Document section >>
Begin
In our investigation of the impact from a dynamically changing value of \(\gamma \) during a simulation, we chose an instantaneous change of \(\gamma \) rather than a continuous linear increase. We did so to keep the analysis simple as, in fact, the analysis does not change significantly if we allow continuous rather than instantaneous change. In simulations where \(\gamma \) is instead linearly increased from \(\gamma _1\) to \(\gamma _2\) over a total time of \(\Delta t,\) the response does not noticeably change, as in Fig. 8b, until \(\Delta t\) reaches the order of \(10^7\) years shown in Fig. 8c. For changes of \(\gamma \) from 0.06 to 0.09, 0.09 to 0.12, and 0.06 to 0.12, the increase in the total delay is of the order of the number of years during which the change in \(\gamma \) takes place. The system does not appear to respond to the changing \(\gamma \) until it reaches a certain threshold that would induce the jump in periodicity multiple. As indicated by Fig. 4a, c, these thresholds will be close to \(\gamma \) values of 0.09 for 80-kyr cycles and 0.12 for 120-kyr cycles, and so would not be crossed until the continuous change is nearly completed. The only exception in which a noticeable difference in behavior is seen is for a very long (on the order of \(10^8\) years) increase of \(\gamma \) from 0.06 to 0.12. The system will respond, with an expected delay, by increasing periodicity to 80 kyr until jumping to a periodicity of 120 kyr. If the change of \(\gamma \) is too quick (less than \(10^8\) years) than it will skip the middle step and only jump to a periodicity of 120 kyr from a 40-kyr periodicity. The behavior in Fig. 8d is similar to two instant jumps of \(\gamma \) from 0.06 to 0.09 and then 0.09 to 0.12 some time after the first change. Thus, the simulation is consistent with our understanding of the system primarily reacting to \(\gamma \) crossing threshold values.

4 Discussion

The MPT represents a change in the periodicity of the glacial–interglacial cycles around 1 Myr ago. Although the dominant spectral peak shifted from \(\sim 40\) kyr to \(\sim 100\) kyr, it has been suggested that the lengths of individual cycles moved from a \(\sim 40\)-kyr to an \(\sim 80\)-kyr cycle and then to \(\sim 120\)-kyr (Huybers and Wunsch 2005; Daruka and Ditlevsen 2016; Omta et al. 2016; Nyman and Ditlevsen 2019). Ramping with frequency locking (RFL) is a mechanism proposed to explain the MPT consistent with this concept (Nyman and Ditlevsen 2019). The ramping refers to an increase in the internal period of the system, which then locks to multiples of the periodic forcing. We have demonstrated that RFL can be achieved in the calcifier-alkalinity model (Omta et al. 2013, 2016) through the inclusion of a positive feedback term. In Sect. 4.1, we discuss predictions made by the calcifier-alkalinity model. First, we focus on predictions that are tied to the physical interpretation of the model. Subsequently, we take a broader Earth system perspective. In particular, we discuss how positive feedbacks could play a key role in RFL regardless of the specific physical mechanism underlying the glacial–interglacial cycles. In Sect. 4.2, we compare RFL in our model with the Nyman and Ditlevsen (2019) study. In Sect. 4.3, we focus on the impacts of obliquity versus precession forcing according to our simulation results.
End
Challenge A >>
In the climate-model passage, what does the "ramping" in ramping with frequency locking refer to?

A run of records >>
Begin
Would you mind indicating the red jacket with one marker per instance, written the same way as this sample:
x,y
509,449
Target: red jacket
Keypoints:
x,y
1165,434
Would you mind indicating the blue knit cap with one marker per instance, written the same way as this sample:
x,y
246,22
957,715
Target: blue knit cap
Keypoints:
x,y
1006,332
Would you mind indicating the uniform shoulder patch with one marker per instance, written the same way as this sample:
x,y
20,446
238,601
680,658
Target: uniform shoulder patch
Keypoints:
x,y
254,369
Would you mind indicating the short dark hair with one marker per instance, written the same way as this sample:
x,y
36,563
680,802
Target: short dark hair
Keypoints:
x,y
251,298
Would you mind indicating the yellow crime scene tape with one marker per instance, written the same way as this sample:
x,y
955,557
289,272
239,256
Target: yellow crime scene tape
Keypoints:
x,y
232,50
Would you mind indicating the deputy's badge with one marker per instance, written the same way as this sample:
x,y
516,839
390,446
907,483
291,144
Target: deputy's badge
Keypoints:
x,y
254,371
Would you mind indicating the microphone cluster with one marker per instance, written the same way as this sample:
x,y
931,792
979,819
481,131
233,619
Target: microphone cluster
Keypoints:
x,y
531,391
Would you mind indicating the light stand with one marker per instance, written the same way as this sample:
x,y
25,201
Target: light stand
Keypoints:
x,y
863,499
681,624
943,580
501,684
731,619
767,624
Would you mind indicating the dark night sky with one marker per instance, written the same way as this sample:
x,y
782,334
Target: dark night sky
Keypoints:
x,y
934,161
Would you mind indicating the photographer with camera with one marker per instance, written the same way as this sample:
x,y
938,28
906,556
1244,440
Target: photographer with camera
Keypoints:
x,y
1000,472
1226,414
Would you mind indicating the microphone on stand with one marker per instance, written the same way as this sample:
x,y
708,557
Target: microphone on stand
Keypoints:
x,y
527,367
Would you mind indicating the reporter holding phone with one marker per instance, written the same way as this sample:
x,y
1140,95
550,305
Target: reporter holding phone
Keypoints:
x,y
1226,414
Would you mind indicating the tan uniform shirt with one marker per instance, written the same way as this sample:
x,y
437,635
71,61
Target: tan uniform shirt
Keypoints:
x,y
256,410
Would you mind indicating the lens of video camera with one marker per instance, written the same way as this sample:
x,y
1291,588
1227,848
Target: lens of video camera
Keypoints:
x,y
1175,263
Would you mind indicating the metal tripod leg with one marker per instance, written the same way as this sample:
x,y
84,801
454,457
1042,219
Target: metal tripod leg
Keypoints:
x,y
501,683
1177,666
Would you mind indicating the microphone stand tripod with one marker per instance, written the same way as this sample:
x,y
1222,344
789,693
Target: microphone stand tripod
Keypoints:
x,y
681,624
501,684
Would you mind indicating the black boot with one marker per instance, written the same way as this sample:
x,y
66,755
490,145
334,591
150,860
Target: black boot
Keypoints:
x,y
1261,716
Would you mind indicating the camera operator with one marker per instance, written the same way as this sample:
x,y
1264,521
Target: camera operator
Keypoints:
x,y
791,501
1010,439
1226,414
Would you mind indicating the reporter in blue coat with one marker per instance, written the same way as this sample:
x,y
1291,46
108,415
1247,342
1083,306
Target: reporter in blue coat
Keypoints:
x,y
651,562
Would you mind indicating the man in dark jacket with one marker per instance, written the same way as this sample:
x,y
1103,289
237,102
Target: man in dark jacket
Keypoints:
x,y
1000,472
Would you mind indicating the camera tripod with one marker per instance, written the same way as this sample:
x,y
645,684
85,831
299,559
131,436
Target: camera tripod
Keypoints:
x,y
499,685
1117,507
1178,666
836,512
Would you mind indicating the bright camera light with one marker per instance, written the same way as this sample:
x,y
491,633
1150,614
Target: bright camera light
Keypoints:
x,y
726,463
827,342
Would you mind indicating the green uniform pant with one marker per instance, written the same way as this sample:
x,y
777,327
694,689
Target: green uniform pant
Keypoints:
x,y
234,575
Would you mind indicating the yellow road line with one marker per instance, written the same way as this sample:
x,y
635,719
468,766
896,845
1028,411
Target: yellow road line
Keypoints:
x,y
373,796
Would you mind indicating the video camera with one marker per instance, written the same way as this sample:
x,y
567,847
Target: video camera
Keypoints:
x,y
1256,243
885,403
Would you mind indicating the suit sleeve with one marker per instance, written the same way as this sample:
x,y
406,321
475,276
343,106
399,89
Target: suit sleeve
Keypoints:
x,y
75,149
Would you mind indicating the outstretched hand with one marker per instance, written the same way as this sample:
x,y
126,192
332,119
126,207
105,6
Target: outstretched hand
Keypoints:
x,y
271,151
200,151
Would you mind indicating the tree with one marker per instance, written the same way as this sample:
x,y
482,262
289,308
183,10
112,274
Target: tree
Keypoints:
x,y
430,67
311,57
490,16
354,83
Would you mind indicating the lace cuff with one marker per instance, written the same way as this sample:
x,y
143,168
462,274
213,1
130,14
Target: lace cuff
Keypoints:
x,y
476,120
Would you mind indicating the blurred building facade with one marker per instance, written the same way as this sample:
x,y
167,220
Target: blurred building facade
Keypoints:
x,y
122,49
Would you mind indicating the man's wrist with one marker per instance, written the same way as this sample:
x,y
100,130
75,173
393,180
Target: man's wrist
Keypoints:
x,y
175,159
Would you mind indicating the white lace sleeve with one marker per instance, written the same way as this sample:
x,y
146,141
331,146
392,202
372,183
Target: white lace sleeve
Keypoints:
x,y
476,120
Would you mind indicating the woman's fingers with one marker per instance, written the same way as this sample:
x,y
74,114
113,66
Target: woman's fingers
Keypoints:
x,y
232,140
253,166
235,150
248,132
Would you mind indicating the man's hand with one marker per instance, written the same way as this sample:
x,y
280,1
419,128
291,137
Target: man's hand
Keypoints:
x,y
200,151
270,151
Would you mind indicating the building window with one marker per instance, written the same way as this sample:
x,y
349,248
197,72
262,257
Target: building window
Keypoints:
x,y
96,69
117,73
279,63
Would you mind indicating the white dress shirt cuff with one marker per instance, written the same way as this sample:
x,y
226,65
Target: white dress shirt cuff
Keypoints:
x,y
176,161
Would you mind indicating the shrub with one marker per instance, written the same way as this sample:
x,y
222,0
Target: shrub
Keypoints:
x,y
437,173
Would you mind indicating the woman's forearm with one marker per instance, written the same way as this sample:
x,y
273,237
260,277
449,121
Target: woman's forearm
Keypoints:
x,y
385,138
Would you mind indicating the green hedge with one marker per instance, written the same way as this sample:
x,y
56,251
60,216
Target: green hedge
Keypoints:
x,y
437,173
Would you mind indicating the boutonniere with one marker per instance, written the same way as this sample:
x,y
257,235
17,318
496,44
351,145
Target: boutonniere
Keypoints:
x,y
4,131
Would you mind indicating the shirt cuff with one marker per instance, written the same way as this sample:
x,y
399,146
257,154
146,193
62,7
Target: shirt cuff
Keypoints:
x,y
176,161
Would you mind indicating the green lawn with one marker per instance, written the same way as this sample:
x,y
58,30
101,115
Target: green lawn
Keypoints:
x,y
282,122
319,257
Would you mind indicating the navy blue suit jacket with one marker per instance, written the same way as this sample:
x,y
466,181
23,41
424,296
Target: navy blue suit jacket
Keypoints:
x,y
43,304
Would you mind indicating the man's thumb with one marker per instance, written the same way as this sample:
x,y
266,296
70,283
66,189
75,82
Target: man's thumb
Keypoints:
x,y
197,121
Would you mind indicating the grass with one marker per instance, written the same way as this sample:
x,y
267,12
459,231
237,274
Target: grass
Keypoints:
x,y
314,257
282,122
End
Challenge B >>
Write out the lines of the listing exactly, beginning with the line that contains "Would you mind indicating the shirt" and continuing through the final line of the listing.

Task solution A >>
An increase in the internal period of the system, which then locks to multiples of the periodic forcing.

Task solution B >>
Would you mind indicating the shirt cuff with one marker per instance, written the same way as this sample:
x,y
399,146
257,154
146,193
62,7
Target: shirt cuff
Keypoints:
x,y
176,161
Would you mind indicating the green lawn with one marker per instance, written the same way as this sample:
x,y
58,30
101,115
Target: green lawn
Keypoints:
x,y
282,122
319,257
Would you mind indicating the navy blue suit jacket with one marker per instance, written the same way as this sample:
x,y
466,181
23,41
424,296
Target: navy blue suit jacket
Keypoints:
x,y
43,304
Would you mind indicating the man's thumb with one marker per instance, written the same way as this sample:
x,y
266,296
70,283
66,189
75,82
Target: man's thumb
Keypoints:
x,y
197,121
Would you mind indicating the grass with one marker per instance, written the same way as this sample:
x,y
267,12
459,231
237,274
Target: grass
Keypoints:
x,y
314,257
282,122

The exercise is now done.